**TASK DIRECTIONS**
Search the listing below for the word "stone" and copy each line that holds it.

**SOURCE DATA**
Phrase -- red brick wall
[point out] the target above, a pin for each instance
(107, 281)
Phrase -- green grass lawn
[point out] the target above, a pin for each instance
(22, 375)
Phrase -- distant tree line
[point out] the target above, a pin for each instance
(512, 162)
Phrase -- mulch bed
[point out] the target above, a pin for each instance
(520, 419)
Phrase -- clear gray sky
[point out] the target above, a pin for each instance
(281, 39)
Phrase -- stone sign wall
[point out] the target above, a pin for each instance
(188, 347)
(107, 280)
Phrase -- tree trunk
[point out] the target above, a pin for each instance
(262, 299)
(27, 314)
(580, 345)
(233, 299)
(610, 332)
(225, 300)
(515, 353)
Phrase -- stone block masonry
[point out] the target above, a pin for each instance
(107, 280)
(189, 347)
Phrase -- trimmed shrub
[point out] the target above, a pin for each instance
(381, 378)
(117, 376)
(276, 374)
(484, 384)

--

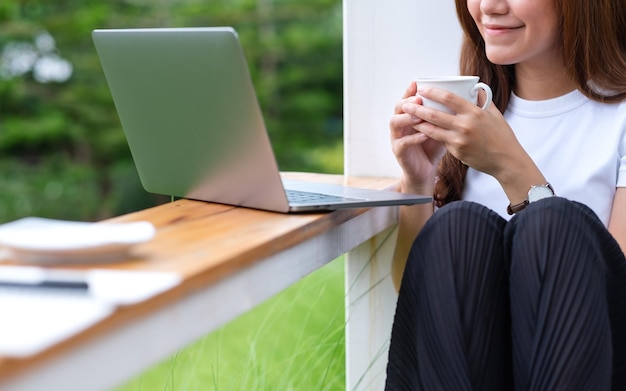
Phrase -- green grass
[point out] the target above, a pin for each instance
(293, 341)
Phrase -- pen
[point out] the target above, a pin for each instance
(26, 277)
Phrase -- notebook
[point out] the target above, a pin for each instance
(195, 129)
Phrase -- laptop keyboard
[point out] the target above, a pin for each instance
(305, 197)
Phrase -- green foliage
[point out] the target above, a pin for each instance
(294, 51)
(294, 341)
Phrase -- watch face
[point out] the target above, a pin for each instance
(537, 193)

**EXPECTED ANSWER**
Phrase -- stone sign wall
Phrase -- stone block masonry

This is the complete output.